■ EXERCISE BRIEF
Find "the green hillside" in the material below, then copy that line and every subsequent line to the end, exactly.

__________

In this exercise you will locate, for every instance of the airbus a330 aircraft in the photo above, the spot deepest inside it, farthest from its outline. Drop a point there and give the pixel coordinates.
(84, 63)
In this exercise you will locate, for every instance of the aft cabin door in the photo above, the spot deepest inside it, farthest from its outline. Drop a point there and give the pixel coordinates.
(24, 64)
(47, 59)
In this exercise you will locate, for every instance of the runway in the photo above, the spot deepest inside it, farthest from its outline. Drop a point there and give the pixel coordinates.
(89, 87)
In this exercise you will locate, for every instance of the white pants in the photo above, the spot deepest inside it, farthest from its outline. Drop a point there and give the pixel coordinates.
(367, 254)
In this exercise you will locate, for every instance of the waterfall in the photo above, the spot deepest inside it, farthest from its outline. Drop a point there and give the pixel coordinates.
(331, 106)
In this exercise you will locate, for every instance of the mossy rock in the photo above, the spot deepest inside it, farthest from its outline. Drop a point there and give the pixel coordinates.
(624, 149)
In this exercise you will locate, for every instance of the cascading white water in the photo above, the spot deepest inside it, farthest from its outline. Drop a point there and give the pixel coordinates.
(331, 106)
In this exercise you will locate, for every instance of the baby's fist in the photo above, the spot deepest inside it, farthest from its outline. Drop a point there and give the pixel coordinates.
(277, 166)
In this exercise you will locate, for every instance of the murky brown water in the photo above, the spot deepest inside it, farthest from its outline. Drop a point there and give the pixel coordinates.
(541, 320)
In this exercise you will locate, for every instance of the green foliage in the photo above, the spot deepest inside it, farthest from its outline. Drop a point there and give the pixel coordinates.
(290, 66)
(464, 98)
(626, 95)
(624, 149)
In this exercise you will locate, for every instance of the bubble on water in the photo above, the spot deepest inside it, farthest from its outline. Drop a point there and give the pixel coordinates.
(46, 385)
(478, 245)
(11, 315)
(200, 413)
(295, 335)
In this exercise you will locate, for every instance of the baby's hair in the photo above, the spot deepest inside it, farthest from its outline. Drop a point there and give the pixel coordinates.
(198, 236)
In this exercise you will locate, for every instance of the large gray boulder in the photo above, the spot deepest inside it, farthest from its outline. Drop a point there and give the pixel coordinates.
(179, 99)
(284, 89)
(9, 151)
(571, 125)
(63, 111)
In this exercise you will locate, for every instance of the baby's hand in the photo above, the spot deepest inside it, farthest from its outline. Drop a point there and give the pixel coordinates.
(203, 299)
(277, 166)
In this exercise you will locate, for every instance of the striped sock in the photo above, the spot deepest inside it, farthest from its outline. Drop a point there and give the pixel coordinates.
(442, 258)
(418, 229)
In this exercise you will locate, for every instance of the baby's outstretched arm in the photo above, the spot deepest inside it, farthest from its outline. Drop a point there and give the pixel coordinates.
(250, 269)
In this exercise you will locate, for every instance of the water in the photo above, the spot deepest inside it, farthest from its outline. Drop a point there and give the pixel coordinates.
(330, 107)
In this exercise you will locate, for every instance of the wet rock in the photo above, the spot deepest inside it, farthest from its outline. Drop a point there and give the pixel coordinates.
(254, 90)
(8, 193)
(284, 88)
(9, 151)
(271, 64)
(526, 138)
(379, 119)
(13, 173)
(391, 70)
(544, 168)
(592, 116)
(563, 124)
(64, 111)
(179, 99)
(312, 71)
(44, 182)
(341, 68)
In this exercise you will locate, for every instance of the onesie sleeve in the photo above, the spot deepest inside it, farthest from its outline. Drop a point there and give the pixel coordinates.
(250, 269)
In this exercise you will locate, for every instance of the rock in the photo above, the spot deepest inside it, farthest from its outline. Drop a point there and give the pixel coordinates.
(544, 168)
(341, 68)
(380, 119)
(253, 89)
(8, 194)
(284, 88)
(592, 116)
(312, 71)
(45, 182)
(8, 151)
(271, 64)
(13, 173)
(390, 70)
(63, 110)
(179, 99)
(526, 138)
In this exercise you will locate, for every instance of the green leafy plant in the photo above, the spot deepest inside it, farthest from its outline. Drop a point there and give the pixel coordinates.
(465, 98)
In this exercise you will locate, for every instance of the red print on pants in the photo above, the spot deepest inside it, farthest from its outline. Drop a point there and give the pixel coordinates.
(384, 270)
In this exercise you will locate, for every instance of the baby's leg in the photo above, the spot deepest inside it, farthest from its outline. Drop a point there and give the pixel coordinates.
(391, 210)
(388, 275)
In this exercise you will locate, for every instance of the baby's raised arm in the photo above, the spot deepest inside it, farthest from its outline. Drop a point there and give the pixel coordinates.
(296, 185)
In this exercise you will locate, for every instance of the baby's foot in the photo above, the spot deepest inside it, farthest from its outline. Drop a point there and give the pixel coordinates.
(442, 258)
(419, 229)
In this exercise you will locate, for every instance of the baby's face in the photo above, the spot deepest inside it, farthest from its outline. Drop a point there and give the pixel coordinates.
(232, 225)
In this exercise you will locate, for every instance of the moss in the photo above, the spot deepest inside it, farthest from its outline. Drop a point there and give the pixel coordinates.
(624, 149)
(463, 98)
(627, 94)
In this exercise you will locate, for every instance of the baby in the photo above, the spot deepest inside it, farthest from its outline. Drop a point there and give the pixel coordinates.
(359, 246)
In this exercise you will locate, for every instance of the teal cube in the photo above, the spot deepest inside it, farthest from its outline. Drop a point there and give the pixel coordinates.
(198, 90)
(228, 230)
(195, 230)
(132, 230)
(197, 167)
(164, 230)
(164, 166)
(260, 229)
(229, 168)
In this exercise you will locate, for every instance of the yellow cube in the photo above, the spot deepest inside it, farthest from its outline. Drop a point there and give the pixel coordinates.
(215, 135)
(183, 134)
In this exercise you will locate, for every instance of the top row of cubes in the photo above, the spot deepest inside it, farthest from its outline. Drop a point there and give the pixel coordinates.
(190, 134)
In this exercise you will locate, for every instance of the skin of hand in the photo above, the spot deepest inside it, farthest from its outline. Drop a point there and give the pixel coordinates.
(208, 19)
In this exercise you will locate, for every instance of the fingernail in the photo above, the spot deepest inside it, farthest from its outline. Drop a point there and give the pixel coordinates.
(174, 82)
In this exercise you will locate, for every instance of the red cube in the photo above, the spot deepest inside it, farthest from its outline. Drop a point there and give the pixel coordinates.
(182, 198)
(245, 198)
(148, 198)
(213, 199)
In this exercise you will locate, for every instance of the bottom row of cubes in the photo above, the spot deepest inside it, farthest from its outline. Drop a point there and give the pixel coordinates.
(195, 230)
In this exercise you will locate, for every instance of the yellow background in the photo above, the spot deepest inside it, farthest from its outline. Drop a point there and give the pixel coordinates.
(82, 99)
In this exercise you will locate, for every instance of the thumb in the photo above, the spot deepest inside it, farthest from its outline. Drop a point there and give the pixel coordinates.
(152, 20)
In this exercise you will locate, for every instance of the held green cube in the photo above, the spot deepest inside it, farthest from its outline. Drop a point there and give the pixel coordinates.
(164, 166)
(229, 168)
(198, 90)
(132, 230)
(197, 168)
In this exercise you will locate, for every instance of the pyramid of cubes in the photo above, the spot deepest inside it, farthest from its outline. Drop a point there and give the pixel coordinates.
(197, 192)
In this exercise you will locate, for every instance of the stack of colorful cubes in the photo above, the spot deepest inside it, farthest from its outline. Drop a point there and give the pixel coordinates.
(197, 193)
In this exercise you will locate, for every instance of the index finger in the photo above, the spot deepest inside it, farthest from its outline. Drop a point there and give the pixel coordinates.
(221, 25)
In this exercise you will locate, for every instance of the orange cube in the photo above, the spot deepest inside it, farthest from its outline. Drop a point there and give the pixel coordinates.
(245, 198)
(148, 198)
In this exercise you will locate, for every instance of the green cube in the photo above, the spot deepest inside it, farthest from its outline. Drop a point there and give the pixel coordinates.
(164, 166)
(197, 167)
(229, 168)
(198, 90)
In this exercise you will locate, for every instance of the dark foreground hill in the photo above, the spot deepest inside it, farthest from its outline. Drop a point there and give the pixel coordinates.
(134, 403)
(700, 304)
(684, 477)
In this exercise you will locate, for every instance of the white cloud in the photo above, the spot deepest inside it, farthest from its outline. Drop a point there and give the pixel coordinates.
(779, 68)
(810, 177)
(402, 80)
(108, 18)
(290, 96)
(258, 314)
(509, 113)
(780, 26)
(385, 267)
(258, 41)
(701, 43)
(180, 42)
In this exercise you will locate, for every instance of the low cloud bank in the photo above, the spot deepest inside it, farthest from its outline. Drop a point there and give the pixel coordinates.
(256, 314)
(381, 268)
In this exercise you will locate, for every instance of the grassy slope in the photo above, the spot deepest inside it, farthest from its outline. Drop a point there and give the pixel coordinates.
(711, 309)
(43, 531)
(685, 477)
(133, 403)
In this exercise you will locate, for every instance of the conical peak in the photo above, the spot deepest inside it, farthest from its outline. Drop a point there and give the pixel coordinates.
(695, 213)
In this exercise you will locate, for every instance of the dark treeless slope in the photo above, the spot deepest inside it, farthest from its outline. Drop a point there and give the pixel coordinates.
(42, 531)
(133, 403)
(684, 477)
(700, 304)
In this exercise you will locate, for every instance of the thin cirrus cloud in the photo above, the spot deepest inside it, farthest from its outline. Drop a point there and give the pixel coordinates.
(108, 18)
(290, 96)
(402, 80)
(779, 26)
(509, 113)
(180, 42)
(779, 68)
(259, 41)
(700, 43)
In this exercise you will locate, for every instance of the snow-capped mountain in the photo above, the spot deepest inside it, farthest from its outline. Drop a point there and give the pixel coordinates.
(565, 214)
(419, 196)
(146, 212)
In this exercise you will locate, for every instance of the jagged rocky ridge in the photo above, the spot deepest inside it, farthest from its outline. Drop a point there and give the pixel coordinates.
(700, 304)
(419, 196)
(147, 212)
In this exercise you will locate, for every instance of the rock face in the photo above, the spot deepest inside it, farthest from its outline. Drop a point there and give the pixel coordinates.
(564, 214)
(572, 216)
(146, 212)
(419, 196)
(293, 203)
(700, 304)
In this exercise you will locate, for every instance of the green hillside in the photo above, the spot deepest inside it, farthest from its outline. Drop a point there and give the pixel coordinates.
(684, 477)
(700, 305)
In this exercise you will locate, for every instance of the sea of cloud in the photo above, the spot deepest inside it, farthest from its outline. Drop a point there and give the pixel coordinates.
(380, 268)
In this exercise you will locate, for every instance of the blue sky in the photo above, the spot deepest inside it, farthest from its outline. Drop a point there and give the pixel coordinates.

__________

■ TASK ANSWER
In this exercise you will locate, for every instance of the green hillside in the photo above, the spot deepest inside it, farthest from its outline. Drop a point there and give the pixel coordinates.
(684, 477)
(700, 305)
In this exercise you will locate, for every instance of the sea of cloud in the photo above, the spot deepest inside it, farthest from its outline. Drop a point there and give the pixel coordinates.
(380, 268)
In this exercise you will locate, for every instance of the blue sky in the photo above, the spot deepest inside it, farthest from its outline. Drop a point there and give the pixel coordinates.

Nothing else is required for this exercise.